• Source text
--------------------------------

The vast majority of the series’ episodes involve one or more flashbacks to prior events. Early on, these are more than necessary, as they provide a good balance of backstory with the tense atmosphere and heavy combat. However, as the story progresses, these flashbacks become increasingly unnecessary and a tad annoying. It’s almost as if Bandai and Sunrise lacked faith in their viewers’ short-term memory. Certain elements of the story that are meant to be played out as somewhat of a mystery – in particular, Neo Roanoke’s true identity and Rey Za Burrel’s role in things – aren’t terribly difficult to solve, especially if viewers are familiar with Gundam SEED.
I am not a fan of recap episodes, and though SEED Destiny has four in total, only one of these provides a cut-and-dry retelling of the entire series in one fell swoop. The other three present interesting perspectives via narration by Shinn Asuka, Gilbert Durandal, and Meer Campbell respectively. Each of these includes some new footage not yet seen until that point and the former of the two (Shinn’s and Durandal’s) further tie SEED and SEED Destiny’s events together in cleverly-executed ways.
Much like the finale of SEED, SEED Destiny lacks any sort of epilogue. That’s not to say that the series leaves any loose ends unexplored, but the series’ conclusion does feel rather abrupt and awkward. Bandai and Sunrise did go ahead and release SEED Destiny Final Plus, which – to my understanding – includes new footage of both the original events of the latter episodes of SEED Destiny, as well as some post-conclusion footage, but it wouldn’t have been that difficult for them to have included this in the original series, especially if they had cut out some of the many unnecessary flashbacks.

--------------------------------

[Referring expression data]

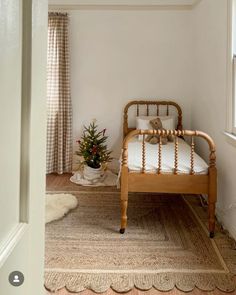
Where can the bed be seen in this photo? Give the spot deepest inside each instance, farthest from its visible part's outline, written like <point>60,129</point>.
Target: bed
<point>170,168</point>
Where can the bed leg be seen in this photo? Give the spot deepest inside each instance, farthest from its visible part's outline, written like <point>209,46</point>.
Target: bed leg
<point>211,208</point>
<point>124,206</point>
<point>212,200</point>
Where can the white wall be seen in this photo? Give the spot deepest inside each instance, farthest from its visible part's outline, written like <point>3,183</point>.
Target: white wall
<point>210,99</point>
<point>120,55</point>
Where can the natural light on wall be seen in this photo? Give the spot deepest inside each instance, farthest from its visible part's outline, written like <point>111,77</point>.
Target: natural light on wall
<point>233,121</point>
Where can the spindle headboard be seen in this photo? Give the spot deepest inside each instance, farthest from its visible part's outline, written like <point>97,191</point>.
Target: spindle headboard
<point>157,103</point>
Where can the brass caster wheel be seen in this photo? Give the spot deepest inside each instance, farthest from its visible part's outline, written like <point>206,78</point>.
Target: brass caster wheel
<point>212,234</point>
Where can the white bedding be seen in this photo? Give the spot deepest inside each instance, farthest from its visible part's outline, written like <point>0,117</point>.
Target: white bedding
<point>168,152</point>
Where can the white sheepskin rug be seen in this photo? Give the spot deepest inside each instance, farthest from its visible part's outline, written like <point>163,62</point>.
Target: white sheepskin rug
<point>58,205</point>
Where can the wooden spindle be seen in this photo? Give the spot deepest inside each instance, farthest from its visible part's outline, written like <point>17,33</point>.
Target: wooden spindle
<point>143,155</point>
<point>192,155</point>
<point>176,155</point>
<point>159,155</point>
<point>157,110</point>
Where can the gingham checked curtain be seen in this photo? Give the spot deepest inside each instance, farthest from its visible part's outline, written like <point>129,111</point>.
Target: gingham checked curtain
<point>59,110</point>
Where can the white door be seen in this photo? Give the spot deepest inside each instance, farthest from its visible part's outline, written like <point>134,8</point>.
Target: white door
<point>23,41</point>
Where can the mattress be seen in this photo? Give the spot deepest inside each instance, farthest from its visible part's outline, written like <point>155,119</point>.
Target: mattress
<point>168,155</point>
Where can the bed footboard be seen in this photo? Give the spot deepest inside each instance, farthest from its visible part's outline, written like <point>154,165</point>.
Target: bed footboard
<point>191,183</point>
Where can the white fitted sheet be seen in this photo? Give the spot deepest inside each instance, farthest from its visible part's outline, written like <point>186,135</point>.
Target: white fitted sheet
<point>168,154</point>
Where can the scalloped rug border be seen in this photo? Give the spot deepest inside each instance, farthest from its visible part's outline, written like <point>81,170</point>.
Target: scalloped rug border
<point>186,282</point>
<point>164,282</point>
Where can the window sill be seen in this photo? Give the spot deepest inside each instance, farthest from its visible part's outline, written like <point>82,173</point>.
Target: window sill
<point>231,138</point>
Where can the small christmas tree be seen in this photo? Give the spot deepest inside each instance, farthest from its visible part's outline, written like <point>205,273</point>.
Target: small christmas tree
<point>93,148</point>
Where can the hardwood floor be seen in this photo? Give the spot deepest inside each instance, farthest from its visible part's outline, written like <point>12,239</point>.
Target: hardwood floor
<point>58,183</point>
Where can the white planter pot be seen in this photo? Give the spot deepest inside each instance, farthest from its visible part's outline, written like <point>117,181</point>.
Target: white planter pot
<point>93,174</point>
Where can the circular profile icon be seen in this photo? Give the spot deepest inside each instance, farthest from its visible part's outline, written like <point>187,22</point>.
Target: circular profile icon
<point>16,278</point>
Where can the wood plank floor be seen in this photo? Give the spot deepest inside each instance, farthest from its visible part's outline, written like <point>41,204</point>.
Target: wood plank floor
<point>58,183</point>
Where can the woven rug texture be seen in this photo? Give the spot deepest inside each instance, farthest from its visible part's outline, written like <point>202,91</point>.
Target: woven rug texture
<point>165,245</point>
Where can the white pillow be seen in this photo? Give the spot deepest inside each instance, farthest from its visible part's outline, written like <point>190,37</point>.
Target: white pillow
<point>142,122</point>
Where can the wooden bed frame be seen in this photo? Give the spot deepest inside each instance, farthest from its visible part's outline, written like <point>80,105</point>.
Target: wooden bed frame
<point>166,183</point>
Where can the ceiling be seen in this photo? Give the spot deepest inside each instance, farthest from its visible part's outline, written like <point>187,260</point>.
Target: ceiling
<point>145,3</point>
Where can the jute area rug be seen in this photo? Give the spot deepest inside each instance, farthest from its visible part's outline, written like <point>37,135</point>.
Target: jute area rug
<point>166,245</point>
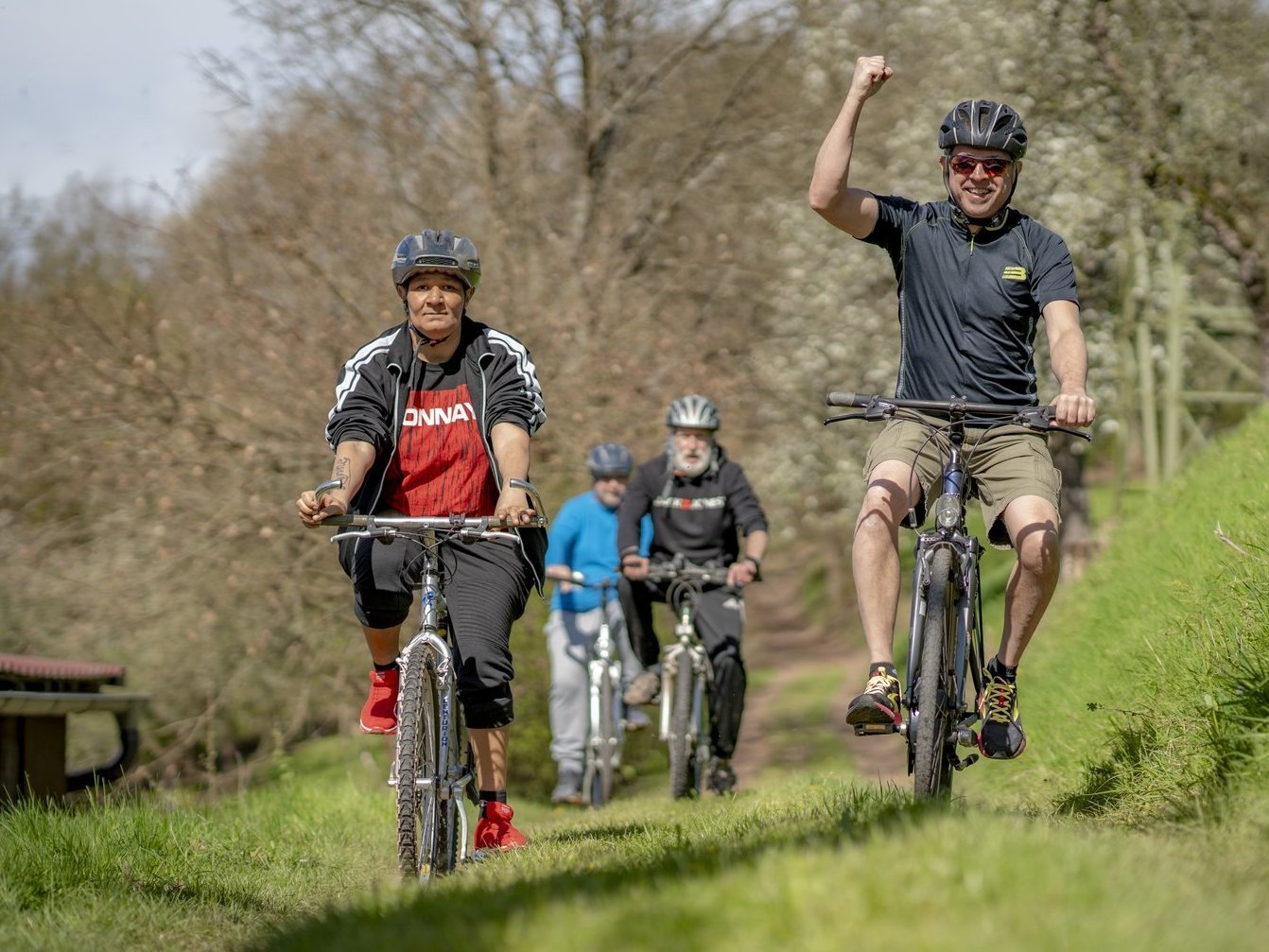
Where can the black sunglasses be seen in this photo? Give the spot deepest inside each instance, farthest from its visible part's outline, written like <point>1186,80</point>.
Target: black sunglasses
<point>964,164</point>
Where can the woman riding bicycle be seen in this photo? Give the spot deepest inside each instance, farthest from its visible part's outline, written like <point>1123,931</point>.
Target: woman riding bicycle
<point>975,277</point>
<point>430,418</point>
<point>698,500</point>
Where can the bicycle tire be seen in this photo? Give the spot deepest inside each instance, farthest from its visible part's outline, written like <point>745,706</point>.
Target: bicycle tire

--------------------------------

From the review of SEED Destiny, quote the passage that begins at the words "Much like the" and stops after "many unnecessary flashbacks.".

Much like the finale of SEED, SEED Destiny lacks any sort of epilogue. That’s not to say that the series leaves any loose ends unexplored, but the series’ conclusion does feel rather abrupt and awkward. Bandai and Sunrise did go ahead and release SEED Destiny Final Plus, which – to my understanding – includes new footage of both the original events of the latter episodes of SEED Destiny, as well as some post-conclusion footage, but it wouldn’t have been that difficult for them to have included this in the original series, especially if they had cut out some of the many unnecessary flashbacks.